■ Your objective
Write out the records beneath this line exactly as they appear, minus any images.

■ Listed entries
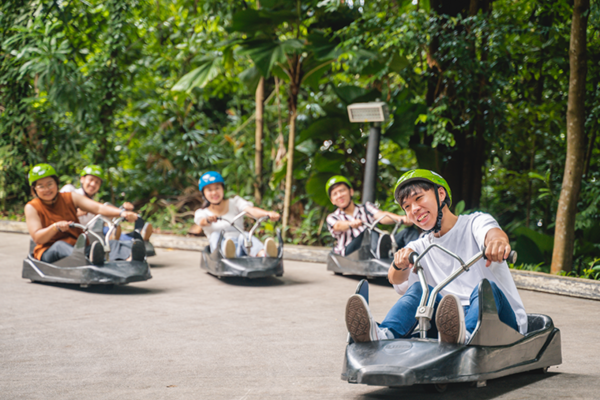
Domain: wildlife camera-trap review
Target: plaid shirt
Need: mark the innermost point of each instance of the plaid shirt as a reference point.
(364, 212)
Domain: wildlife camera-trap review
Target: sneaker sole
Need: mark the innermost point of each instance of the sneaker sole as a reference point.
(97, 254)
(138, 250)
(229, 249)
(147, 232)
(450, 320)
(358, 319)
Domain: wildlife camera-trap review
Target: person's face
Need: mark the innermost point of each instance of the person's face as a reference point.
(46, 188)
(341, 195)
(90, 184)
(213, 193)
(421, 207)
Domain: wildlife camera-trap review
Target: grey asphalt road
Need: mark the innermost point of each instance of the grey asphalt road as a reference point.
(187, 335)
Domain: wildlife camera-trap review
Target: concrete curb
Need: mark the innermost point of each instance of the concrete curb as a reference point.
(563, 285)
(536, 281)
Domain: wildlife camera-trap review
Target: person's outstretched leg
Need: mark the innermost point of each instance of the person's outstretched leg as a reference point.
(400, 320)
(354, 244)
(505, 311)
(59, 249)
(405, 236)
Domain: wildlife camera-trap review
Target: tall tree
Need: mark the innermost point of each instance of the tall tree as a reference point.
(258, 135)
(290, 39)
(564, 234)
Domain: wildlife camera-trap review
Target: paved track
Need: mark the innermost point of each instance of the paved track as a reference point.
(185, 334)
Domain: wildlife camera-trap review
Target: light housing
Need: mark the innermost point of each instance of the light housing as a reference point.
(376, 111)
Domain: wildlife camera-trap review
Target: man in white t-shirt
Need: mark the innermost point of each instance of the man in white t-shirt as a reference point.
(426, 198)
(91, 180)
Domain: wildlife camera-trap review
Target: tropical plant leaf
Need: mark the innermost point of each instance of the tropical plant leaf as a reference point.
(198, 77)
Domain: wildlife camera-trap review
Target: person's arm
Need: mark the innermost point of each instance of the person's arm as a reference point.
(497, 247)
(343, 226)
(207, 221)
(39, 234)
(128, 206)
(107, 210)
(259, 212)
(400, 268)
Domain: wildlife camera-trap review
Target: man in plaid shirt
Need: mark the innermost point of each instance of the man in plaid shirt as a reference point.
(346, 224)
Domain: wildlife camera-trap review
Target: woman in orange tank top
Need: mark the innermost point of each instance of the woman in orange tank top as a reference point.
(50, 213)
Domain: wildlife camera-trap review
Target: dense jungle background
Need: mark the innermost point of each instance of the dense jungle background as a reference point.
(160, 91)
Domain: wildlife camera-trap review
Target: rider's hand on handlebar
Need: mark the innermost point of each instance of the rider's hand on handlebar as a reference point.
(355, 223)
(401, 258)
(496, 250)
(129, 216)
(273, 216)
(62, 225)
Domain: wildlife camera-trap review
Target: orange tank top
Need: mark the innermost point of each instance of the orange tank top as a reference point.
(62, 210)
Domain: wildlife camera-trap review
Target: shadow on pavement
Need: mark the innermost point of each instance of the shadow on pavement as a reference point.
(260, 282)
(463, 391)
(105, 289)
(373, 281)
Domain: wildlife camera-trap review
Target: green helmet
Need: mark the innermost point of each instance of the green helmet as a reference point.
(40, 171)
(95, 170)
(423, 175)
(335, 180)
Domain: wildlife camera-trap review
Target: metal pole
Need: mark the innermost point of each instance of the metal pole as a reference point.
(370, 179)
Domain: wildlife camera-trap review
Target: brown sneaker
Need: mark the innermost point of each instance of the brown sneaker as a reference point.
(229, 248)
(450, 320)
(116, 234)
(271, 248)
(360, 323)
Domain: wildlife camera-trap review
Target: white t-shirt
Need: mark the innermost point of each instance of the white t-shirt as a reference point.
(84, 219)
(236, 206)
(465, 239)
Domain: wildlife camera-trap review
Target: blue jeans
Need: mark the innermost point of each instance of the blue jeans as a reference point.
(61, 249)
(401, 321)
(240, 249)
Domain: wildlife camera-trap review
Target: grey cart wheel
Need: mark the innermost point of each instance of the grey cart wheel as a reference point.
(436, 388)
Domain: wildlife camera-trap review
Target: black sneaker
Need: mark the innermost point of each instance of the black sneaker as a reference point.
(97, 254)
(359, 322)
(450, 320)
(138, 250)
(384, 246)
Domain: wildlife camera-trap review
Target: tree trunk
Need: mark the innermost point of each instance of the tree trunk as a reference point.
(294, 91)
(258, 136)
(564, 234)
(289, 171)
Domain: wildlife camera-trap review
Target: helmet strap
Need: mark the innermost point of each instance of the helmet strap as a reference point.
(214, 204)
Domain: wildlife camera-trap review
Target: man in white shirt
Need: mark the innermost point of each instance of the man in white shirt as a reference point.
(426, 198)
(91, 181)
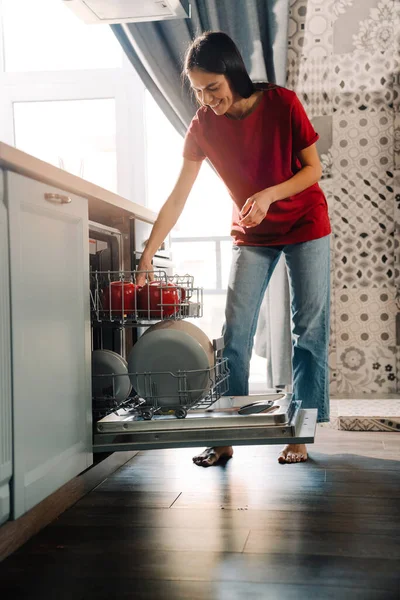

■ Exercise output
Domain: wildlife camera-trap review
Target: plaid shirt
Need: mark the innermost point of each instance of the plaid shirt as a reference point.
(364, 212)
Domain: wildlife camera-trap review
Target: sneaker sole
Need: mark the innermost point of each instance of the sneaker sole as a reference point.
(97, 254)
(138, 250)
(229, 249)
(147, 232)
(450, 320)
(358, 319)
Domain: wildlife camera-trap review
Target: person's face
Need: mark the innermost point of each instance of the person's face as a reference point.
(46, 188)
(341, 195)
(90, 184)
(213, 193)
(421, 207)
Domain: wildlife camera-trap review
Target: grey asphalt road
Need: mark the innermost point of each instance of the grey asphalt road as a reference point.
(187, 335)
Domain: wildlife camera-trap review
Target: concrete curb
Need: mark the innermost point of each instance of the concrete curb as a reference point.
(563, 285)
(536, 281)
Domain: wildlife camera-trap review
Target: person's outstretched leg
Need: mark the innermost point of each instance of the person's outstretched leg as a reference point.
(400, 320)
(354, 244)
(505, 311)
(59, 249)
(405, 236)
Domain: wildlife camera-trap review
Target: tall tree
Need: mark the innermost point of each instance of the tall tree as a reference point.
(258, 135)
(290, 39)
(564, 234)
Domain: wildlife camera-trap review
Target: paved track
Need: mark the innermost point of each instance of the paved track as a reference point.
(185, 334)
Domain: wildlife camera-trap review
Target: light housing
Need: mark the innermost point of each instance of the light housing as a reference point.
(376, 111)
Domain: wildlife camera-trap review
Target: man in white t-shirt
Need: mark the innermost point of each instance of the man in white t-shirt as a reference point.
(426, 198)
(91, 180)
Domain: wildlife camera-trap review
Target: tropical plant leaf
Need: mark the innermost point of each instance of the tropical plant leaf as a reference point.
(198, 77)
Domain: wildlife camera-trap review
Target: person's arm
Need: mark the innermost point of each instance of the person's arm as a reference point.
(497, 247)
(343, 226)
(207, 221)
(39, 234)
(128, 206)
(107, 210)
(259, 212)
(400, 268)
Domain: wildlife camera-trap review
Target: man in plaid shirt
Need: mark the innermost point of each instance of the man in plaid shirt as a reference point.
(346, 224)
Domain: wildlife camera-trap review
Target: woman in orange tank top
Need: mark the innermost point of each instance of the woman in orange tank top as a reference point.
(50, 213)
Domain: wildlife camera-trap review
Target: dense jungle background
Need: mark the innermost point of each instance of the dense jungle background as a reference point.
(160, 91)
Domain: wildlife camera-trap review
Target: rider's hand on handlebar
Need: mark the innermost point of each instance of the rider's hand on handlebar as a reference point.
(355, 223)
(401, 258)
(496, 250)
(129, 216)
(273, 216)
(62, 225)
Domain: wildlife camera-trap review
Target: orange tank top
Need: mark the innermost point of each instance of the orange tank top as a reference point.
(62, 210)
Domain: wildlife camera-trap review
Target: shadow on pavement
Need: mark the innermost point of each instance of the shadow on pavement as a reference point.
(260, 282)
(463, 391)
(105, 289)
(373, 281)
Domain: wildlife camera-trap review
Target: green helmet
Need: mark the innermost point of each instance of the green helmet as a reference point.
(40, 171)
(95, 170)
(423, 175)
(335, 180)
Domain: wildlife camera-trap review
Target: metal pole
Need: mark the innermost point of each instance of the metal pole as a reference point.
(370, 179)
Domain: wildlife camera-trap review
Target: brown sneaker
Need: mark the innermost point of each instance of the brown sneaker as a reference point.
(229, 248)
(450, 320)
(116, 234)
(271, 248)
(360, 323)
Domain: wildlife camera-trap review
Target: white t-shirt
Need: mark the innermost point of each instance of the white t-shirt as a reference point.
(84, 219)
(236, 206)
(465, 239)
Domain: wildlife camera-trap review
Target: blue jeans
Need: mark the innermost point of each instance of the blue jeans as a reference point.
(61, 249)
(401, 321)
(240, 249)
Domain: wildlife camera-trap review
Target: grey cart wheel
Need: mark the innermost point of each instance of the grey cart wheel as a reference point.
(436, 388)
Domain: wildlife camera-trap review
Target: black sneaker
Need: mark the innermost point of each instance of the black sneaker as a reference point.
(97, 254)
(359, 322)
(450, 320)
(138, 250)
(384, 246)
Domain: wildlife camera-trap review
Target: tree trunk
Need: mark the innermost point of each instance of the tree trunk as a reference point.
(294, 91)
(258, 136)
(564, 234)
(289, 171)
Domain: wildlife camera-trap review
Target: helmet strap
Need: mark the innermost point of each instance of the helmet strap as a reference point.
(214, 204)
Domain: wildlife camera-trap review
Target: man in white shirt
Need: mark the innermost point of each instance of the man in white shirt as a reference point.
(426, 198)
(91, 181)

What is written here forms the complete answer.